• **Data extracts**:
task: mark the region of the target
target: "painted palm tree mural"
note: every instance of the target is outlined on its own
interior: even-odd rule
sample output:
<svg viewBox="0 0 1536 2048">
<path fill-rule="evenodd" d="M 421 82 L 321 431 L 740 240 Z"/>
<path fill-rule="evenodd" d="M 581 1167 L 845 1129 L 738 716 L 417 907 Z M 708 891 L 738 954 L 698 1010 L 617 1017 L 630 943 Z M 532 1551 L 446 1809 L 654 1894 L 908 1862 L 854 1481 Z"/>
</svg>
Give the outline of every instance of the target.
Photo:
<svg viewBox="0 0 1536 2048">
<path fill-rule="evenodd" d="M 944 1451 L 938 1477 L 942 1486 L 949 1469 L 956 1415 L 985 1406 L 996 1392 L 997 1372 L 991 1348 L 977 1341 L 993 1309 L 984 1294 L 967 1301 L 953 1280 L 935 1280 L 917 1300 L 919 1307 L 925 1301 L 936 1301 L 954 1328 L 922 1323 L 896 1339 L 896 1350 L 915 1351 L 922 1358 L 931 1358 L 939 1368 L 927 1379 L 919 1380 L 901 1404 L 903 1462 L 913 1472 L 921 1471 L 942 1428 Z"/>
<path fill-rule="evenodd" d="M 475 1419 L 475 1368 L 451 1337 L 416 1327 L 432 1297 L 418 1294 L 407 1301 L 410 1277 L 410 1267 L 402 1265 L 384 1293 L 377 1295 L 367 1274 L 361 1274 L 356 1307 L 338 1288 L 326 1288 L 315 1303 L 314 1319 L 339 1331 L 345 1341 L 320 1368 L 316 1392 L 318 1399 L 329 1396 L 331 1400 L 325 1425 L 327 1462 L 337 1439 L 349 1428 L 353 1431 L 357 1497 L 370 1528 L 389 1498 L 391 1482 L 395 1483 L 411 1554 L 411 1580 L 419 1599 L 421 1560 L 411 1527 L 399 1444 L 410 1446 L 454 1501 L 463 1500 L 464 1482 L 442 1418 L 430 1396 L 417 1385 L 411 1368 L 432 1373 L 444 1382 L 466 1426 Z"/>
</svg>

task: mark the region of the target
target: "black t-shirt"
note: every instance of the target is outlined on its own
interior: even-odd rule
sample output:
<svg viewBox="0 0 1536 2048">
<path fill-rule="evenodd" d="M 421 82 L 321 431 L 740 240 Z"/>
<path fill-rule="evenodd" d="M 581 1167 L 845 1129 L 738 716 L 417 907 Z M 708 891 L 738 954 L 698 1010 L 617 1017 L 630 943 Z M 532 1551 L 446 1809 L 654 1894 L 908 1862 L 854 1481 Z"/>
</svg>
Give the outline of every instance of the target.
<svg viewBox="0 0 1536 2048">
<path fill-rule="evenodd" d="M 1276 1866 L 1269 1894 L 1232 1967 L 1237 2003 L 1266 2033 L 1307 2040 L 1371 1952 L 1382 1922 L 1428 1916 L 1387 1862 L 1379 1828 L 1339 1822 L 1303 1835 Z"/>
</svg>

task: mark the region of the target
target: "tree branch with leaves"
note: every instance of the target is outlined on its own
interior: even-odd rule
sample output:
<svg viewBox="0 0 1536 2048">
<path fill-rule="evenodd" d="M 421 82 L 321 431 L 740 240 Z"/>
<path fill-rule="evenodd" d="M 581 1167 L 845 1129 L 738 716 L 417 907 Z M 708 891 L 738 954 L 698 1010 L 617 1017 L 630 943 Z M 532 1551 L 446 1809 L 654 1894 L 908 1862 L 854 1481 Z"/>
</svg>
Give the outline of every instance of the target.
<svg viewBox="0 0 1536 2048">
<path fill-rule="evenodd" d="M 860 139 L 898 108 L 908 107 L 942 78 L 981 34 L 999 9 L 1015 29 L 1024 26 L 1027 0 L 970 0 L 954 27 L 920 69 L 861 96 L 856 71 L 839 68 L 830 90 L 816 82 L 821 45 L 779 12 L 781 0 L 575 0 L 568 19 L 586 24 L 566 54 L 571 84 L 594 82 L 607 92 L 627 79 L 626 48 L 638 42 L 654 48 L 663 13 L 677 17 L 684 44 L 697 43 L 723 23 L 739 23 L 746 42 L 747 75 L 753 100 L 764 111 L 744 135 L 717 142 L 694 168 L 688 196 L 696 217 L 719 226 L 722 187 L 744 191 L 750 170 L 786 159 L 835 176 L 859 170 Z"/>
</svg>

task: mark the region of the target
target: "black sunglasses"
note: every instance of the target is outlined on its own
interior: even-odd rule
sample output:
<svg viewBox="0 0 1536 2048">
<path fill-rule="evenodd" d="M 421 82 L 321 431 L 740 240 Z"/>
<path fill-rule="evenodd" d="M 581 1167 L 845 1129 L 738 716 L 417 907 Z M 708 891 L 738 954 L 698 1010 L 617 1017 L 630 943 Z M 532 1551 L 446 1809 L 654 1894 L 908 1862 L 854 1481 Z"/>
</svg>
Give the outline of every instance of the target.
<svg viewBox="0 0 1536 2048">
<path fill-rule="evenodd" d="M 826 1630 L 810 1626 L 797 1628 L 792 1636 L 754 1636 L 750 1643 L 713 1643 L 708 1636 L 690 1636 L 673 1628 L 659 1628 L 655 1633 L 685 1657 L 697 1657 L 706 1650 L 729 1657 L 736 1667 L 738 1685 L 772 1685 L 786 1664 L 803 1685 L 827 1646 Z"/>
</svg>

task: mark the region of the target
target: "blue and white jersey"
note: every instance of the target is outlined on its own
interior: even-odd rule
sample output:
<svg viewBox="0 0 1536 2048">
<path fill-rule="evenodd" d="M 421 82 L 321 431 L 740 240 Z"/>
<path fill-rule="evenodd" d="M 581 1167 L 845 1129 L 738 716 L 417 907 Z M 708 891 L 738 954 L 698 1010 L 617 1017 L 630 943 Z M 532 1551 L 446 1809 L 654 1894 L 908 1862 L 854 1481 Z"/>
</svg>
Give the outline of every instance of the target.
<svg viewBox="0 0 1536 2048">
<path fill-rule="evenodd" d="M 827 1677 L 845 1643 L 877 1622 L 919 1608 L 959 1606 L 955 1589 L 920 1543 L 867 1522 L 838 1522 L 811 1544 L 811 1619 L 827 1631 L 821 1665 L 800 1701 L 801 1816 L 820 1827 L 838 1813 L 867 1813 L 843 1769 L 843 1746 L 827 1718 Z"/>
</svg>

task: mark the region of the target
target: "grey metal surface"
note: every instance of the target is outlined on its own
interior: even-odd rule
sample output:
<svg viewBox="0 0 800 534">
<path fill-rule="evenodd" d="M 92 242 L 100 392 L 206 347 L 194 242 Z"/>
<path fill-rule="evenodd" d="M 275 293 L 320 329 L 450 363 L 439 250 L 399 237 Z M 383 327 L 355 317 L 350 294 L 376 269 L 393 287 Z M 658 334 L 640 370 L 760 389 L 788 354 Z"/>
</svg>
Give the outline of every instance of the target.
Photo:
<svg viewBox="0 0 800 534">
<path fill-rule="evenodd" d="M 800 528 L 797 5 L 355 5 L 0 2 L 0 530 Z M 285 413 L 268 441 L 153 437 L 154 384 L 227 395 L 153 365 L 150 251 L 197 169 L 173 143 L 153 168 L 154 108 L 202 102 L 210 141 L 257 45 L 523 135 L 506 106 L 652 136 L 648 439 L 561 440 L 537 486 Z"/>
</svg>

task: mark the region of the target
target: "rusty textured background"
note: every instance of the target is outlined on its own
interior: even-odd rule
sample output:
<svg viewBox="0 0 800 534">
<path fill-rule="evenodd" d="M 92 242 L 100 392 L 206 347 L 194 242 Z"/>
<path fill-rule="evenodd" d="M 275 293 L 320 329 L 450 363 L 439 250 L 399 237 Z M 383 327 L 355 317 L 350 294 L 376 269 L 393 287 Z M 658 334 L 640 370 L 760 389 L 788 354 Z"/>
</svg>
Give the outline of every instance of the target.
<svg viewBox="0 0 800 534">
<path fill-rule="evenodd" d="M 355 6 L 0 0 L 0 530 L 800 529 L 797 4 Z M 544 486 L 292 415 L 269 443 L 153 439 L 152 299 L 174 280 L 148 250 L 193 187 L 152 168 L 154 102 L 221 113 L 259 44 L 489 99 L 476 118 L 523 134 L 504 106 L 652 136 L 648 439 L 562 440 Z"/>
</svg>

• **Exercise description**: Copy out each line of the records where the word "black" appears.

• **Completed exercise**:
target: "black t-shirt"
target: "black sunglasses"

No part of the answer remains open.